What you have to do
In the material below, the lines to repeat exactly run from the one containing "Annotation task — pin every instance of the castle" to the very last line, both included.

Task input
※ ※ ※

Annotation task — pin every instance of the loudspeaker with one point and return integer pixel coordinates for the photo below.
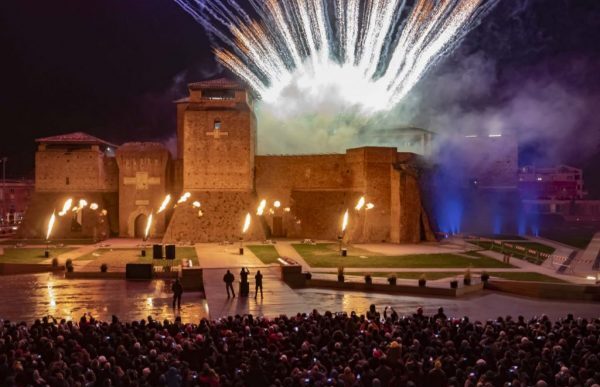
(170, 251)
(157, 252)
(244, 289)
(138, 271)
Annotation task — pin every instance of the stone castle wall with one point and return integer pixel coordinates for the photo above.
(88, 170)
(144, 176)
(94, 224)
(218, 159)
(221, 218)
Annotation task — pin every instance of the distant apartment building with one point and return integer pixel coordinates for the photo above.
(14, 199)
(557, 191)
(553, 183)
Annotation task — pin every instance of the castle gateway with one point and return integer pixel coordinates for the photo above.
(217, 164)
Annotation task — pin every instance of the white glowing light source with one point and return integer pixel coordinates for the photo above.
(345, 221)
(164, 204)
(261, 207)
(366, 52)
(360, 204)
(66, 207)
(184, 198)
(148, 226)
(246, 223)
(50, 226)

※ ※ ※

Answer for this exercise
Annotation task — pin every instance of the castle gateway with one point and return integer pixel coordinates for the photo above.
(217, 164)
Annotation task — pin every instance of the white glowing light source with one point and return integer pixel coordinates for the photo above.
(345, 221)
(164, 204)
(261, 207)
(366, 52)
(360, 204)
(66, 207)
(184, 198)
(148, 226)
(246, 223)
(50, 226)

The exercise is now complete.